> **INSTRUCTIONS TO FOLLOW**
Report each line in the records below that contains the word "above", copying the line in full. Only matches with the same capitalization count.

> **DATA**
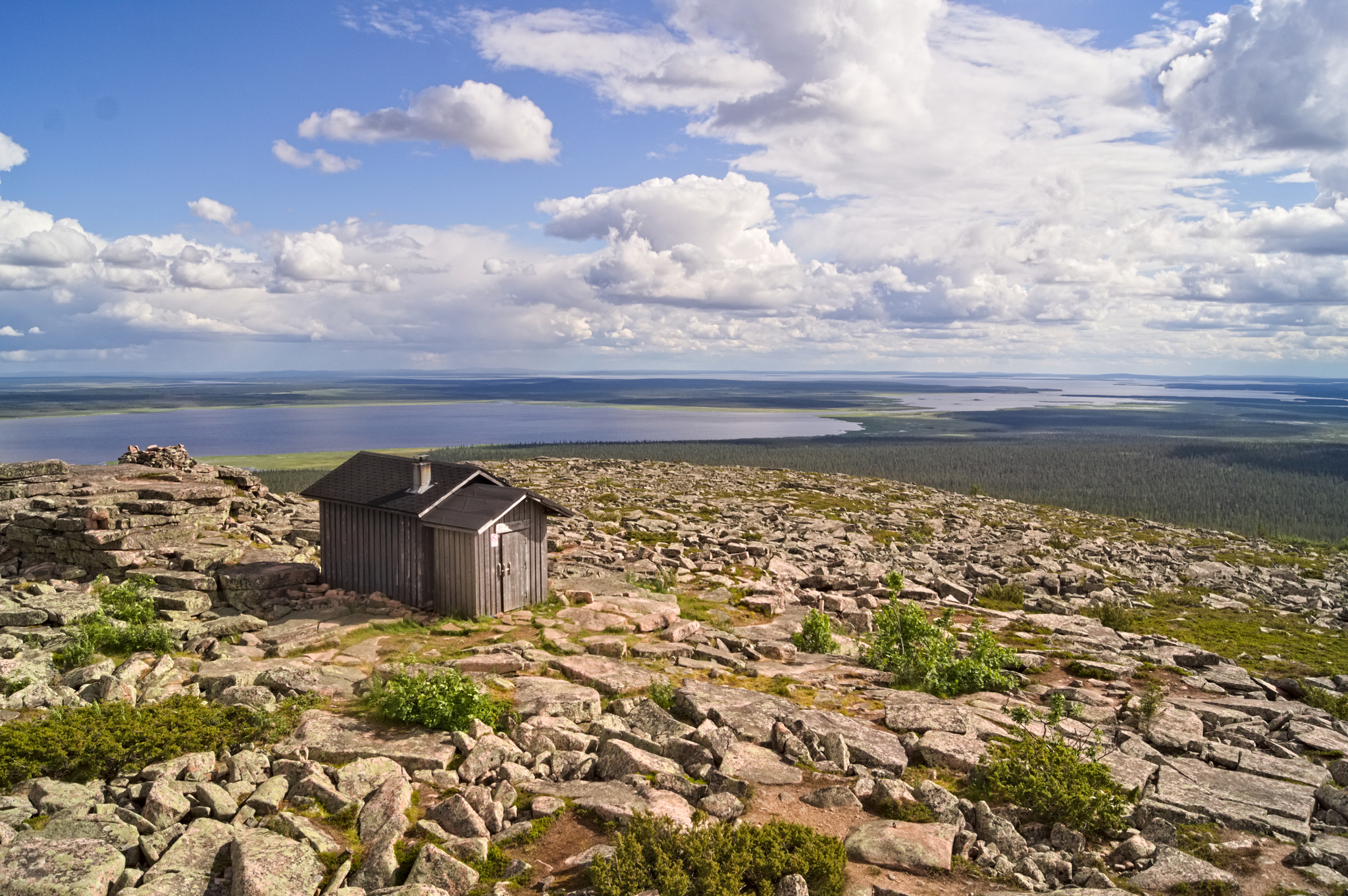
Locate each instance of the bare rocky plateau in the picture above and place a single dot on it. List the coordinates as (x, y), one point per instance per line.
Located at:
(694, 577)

==

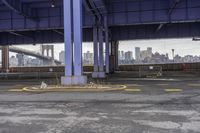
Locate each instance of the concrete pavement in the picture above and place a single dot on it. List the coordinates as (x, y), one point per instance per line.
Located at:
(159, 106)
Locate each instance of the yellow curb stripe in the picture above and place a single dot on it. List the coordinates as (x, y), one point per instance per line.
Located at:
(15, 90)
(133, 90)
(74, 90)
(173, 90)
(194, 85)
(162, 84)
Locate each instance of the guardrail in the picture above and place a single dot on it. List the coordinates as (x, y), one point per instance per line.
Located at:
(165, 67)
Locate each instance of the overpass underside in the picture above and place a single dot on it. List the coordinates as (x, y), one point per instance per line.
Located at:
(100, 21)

> **FINISHED EXERCISE**
Locate each instance of the bare rocky plateau in the picture above and place a single dot on it. List the coordinates as (x, y), one point per instance per line.
Locate each instance of the concrete pavement in the picture above and place a single dot on it. List the coordinates as (x, y), one point per instance per line.
Locate each instance of the yellow curb stripe in the picture above and place a single dot on it. List the coordinates as (x, y), one point per instance per line.
Locate each instance of the guardrail in the picture above and place a single dot on it. List the coordinates as (x, y), one point per instance per line.
Locate each instance of the overpass underside in the picture above and place a single dot on it. List the coordinates as (x, y), one point per instance per line.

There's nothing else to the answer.